Each line of the entries below that holds "What" is needed, copied in full.

[DATA Boundary: Start]

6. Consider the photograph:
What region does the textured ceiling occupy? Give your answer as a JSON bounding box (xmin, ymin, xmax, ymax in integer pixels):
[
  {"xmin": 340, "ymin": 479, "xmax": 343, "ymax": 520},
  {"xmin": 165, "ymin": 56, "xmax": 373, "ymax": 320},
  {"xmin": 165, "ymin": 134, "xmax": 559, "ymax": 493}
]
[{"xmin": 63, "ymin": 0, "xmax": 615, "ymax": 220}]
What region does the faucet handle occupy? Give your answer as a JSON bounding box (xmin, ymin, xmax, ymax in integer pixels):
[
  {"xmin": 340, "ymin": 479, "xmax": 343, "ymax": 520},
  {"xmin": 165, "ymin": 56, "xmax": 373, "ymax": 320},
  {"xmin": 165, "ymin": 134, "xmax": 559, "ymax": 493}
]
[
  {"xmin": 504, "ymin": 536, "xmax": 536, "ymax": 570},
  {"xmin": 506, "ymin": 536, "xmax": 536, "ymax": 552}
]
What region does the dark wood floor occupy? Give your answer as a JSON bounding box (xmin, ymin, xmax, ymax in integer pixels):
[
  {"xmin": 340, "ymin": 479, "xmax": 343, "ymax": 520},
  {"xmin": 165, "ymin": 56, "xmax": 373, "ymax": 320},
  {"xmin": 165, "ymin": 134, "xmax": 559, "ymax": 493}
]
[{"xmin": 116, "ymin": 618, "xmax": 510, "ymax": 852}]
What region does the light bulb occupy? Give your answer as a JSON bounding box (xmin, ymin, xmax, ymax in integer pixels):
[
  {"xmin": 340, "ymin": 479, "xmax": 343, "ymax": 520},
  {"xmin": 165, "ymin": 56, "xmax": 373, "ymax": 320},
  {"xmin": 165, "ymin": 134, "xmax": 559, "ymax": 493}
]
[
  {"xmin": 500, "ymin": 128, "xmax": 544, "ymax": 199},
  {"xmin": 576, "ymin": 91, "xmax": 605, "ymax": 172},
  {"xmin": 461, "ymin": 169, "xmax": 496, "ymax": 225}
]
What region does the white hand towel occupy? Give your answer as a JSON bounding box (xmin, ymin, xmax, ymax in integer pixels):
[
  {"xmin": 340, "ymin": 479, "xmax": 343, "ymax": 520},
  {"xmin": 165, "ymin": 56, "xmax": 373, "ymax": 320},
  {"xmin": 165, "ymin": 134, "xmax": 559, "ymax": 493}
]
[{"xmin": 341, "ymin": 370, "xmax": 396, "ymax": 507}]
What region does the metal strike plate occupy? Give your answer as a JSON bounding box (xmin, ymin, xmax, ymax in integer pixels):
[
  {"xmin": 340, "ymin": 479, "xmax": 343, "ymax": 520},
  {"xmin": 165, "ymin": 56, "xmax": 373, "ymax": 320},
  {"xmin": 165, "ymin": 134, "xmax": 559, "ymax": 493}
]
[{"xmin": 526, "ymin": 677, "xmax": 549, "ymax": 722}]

[DATA Boundary: End]

EXERCISE RESPONSE =>
What region does the textured ceiling occupy? Give your answer as a JSON bounding box (xmin, ymin, xmax, ymax in integer pixels):
What region does the faucet handle occupy? Give your answer as a JSON bounding box (xmin, ymin, xmax, ymax in integer pixels):
What region does the dark wood floor occupy? Give your answer as a JSON bounding box (xmin, ymin, xmax, ymax in integer pixels):
What region does the light bulb occupy? Give your answer as a JSON bounding box (xmin, ymin, xmax, ymax in integer pixels):
What region does the white hand towel occupy? Give your answer as a JSON bounding box (xmin, ymin, xmax, ymax in integer pixels):
What region does the metal strike plate occupy? Give your answer as a JSON bounding box (xmin, ymin, xmax, ymax in integer pixels):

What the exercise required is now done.